#### Material provided

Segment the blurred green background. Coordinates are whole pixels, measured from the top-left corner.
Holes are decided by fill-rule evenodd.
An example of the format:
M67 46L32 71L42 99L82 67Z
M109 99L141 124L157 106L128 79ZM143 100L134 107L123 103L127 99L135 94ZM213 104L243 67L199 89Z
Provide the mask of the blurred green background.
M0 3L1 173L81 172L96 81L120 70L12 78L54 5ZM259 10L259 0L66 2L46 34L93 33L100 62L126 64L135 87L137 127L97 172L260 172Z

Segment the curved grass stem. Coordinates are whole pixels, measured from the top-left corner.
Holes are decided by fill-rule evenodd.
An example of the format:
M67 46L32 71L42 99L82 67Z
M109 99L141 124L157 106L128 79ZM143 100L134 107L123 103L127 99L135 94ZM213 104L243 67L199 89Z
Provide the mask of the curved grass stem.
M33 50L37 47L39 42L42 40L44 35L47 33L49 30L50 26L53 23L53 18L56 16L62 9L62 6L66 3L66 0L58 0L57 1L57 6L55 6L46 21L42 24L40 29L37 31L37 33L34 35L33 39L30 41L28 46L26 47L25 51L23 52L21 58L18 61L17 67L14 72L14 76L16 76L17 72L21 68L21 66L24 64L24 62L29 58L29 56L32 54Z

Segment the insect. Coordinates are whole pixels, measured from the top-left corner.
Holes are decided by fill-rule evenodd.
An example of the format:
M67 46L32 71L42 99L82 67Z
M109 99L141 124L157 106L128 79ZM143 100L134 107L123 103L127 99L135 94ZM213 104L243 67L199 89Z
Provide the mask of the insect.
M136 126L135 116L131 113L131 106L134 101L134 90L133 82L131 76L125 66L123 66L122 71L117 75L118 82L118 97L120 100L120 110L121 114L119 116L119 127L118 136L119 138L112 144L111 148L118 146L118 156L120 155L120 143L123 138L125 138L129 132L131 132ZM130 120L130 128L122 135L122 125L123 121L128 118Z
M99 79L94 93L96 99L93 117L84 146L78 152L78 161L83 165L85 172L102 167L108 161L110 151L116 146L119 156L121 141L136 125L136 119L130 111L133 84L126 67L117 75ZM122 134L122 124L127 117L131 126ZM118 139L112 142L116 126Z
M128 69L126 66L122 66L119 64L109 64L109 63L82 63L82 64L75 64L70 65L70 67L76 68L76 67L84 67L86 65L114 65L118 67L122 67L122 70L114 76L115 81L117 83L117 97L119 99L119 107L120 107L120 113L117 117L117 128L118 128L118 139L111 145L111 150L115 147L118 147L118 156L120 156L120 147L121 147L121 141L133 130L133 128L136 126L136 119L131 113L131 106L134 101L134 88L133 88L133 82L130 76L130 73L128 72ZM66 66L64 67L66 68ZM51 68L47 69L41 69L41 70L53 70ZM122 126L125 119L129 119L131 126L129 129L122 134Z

########

__Exercise objective__.
An exact copy of every record is needed.

__Solution__.
Segment the blurred green background. Coordinates are whole pixels, measured from the top-left corner.
Holes are decided by fill-rule evenodd.
An example of the format:
M67 46L32 71L42 99L82 67Z
M109 99L141 124L157 106L128 79ZM143 100L134 107L123 103L127 99L135 94ZM213 104L243 67L199 89Z
Provide the mask of the blurred green background.
M0 3L1 173L81 172L96 81L120 70L12 78L54 5ZM259 10L259 0L66 2L46 34L93 33L100 62L126 64L135 87L137 127L97 172L260 172Z

Segment the curved grass stem. Coordinates are whole pixels, measured from the top-left corner.
Holes are decided by fill-rule evenodd.
An example of the format:
M67 46L32 71L42 99L82 67Z
M109 99L141 124L157 106L128 79ZM143 100L134 107L123 103L127 99L135 94ZM213 104L243 67L199 89Z
Provide the mask of the curved grass stem.
M33 50L37 47L39 42L42 40L44 35L47 33L49 30L50 26L53 23L53 18L56 16L62 9L62 6L66 3L66 0L58 0L57 1L57 6L55 6L46 21L42 24L40 29L37 31L37 33L34 35L33 39L30 41L28 46L26 47L25 51L23 52L21 58L18 61L17 67L14 72L14 76L16 76L17 72L21 68L21 66L24 64L24 62L29 58L29 56L32 54Z

Segment the insect. Coordinates are whole pixels, measured from the top-left corner.
Holes are decided by fill-rule evenodd.
An example of the format:
M67 46L32 71L42 99L82 67Z
M109 99L141 124L157 106L128 79ZM143 100L134 107L123 103L127 99L135 94ZM213 104L243 67L199 89Z
Provide the mask of the insect.
M136 126L135 116L131 113L131 106L134 101L134 90L133 82L131 76L125 66L123 66L122 71L117 75L118 82L118 97L120 100L120 110L121 114L119 116L119 127L118 136L119 138L112 144L111 148L118 146L118 156L120 155L120 143L123 138L125 138L129 132L131 132ZM130 120L130 128L122 135L122 125L123 121L128 118Z
M99 79L94 93L96 99L93 117L84 146L78 152L78 161L83 165L85 172L102 167L108 161L110 151L116 146L119 156L121 141L136 125L136 119L130 111L133 84L126 67L117 75ZM122 134L122 124L127 117L131 126ZM118 139L112 142L116 126Z
M128 69L126 66L122 66L119 64L109 64L109 63L82 63L82 64L75 64L70 65L70 67L76 68L76 67L84 67L86 65L114 65L118 67L122 67L122 70L114 76L115 81L117 83L117 97L119 99L119 107L120 107L120 113L117 117L117 128L118 128L118 139L111 145L111 150L115 147L118 147L118 156L120 156L120 147L121 147L121 141L133 130L133 128L136 126L136 119L131 113L131 106L134 101L134 88L133 88L133 82L130 76L130 73L128 72ZM66 66L64 67L66 68ZM51 68L47 69L41 69L41 70L53 70ZM122 126L125 119L129 119L131 126L129 129L122 134Z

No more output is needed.